[SELECTED EXTRACT Boundary: Start]

A couple of years ago, I read and reviewed a book entitled the "Savion Sequence by D. Amari Jackson. It was a novel based on a premise similar to that of the DaVinci Code. Its author is black and the book is Afro-centric.
Anyway, IMO, the elephant sitting in the room is not the black books stores closing or the big publishing monopolies. It is the ongoing distraction that continues to be tailor made for people who are genetically wired to prefer their entertainment to be visual rather than written. That would be television and all its hand-held, touch-screen electronic spin-offs. Reading cell phone texts, checking out FaceBook posts or Twitter hash tags is the closest many black people come to engaging with the printed word. Black folks would rather go to the gym and get a physical work out than pick up a book and exercise their minds. For the majority of them, it's just easier to click on TV channels to get the fixes that entertain and educate. And with a program roster that has something for everyone, who can blame them? Who needs books - or establishments that sell them??

[SELECTED EXTRACT Boundary: End]

EXERCISE BRIEF =>
Carry on the commentary about black bookstores and reading habits, starting right after its final sentence.

[RAW DATA Boundary: Start]

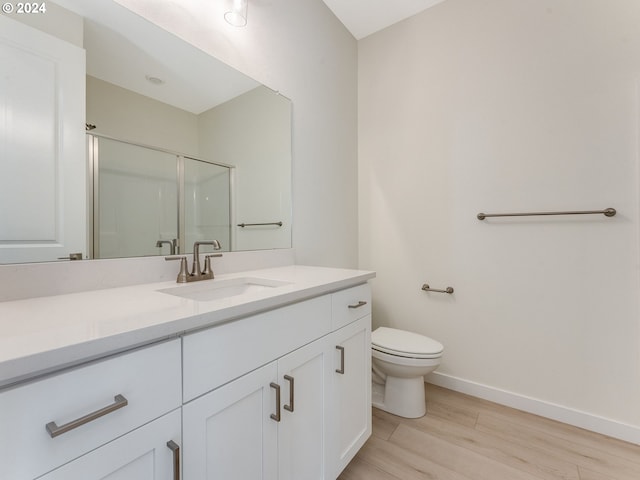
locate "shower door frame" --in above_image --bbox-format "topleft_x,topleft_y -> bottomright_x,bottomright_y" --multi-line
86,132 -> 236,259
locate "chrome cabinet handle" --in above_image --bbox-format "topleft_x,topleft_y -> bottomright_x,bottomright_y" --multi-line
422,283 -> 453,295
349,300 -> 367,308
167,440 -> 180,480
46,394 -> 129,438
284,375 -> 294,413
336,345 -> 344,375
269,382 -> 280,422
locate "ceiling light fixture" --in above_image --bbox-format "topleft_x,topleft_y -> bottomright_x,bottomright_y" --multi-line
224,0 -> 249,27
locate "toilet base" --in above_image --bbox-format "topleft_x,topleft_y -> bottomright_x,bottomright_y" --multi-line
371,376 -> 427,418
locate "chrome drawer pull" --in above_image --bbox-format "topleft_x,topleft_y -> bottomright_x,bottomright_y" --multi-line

[RAW DATA Boundary: End]
[RAW DATA Boundary: Start]

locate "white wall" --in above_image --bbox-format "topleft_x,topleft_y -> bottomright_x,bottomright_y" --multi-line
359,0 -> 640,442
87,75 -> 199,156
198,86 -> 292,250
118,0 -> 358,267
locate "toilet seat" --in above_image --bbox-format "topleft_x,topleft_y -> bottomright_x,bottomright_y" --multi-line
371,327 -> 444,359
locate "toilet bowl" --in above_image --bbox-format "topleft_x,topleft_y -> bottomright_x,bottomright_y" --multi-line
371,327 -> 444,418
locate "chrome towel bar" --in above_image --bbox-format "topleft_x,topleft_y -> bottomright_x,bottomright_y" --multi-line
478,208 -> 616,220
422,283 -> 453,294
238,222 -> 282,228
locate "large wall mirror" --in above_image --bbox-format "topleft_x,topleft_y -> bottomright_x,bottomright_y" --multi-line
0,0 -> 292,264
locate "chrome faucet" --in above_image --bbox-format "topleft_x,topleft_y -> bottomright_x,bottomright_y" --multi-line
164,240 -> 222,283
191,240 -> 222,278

[RAW DATA Boundary: End]

TASK RESULT =>
There's a huge audience for the volatile reality shows, the situation comedies, the chick flick sex drenched dramas, the crime scene investigations of both the true and fiction variety, the pop culture tabloid shows, and musical talent hunts that fill our waking hours, and these genres all have black counterparts on Indie channels, The Science, History, Discovery and National Geographic stations fill in the gap for those Blacks who have alternate interests. And of course, there's Public TV with its series and specials that focus on race issues. The point is that in Society at large books, as we know them, are becoming obsolete and increasingly irrelevant in the 21st century. Needless to say, if this is bad for Whites, it's worse for Blacks. And awful for bookstores.
Yes, there is a faithful little hard core community of black book readers, and it is important that independent black book stores stay afloat, and that young black people be encouraged to acquire an appreciation for literacy. But the electronic age has the millenial generation in its thrall. Too bad there isn't a way to turn reading books into a trendy fad that will go viral and, in the hoopla, give book stores a shot in the arm.
An unfortunate state of affairs, indeed. Very discouraging. It's enough to make you get up off your recliner - and go see A MOVIE!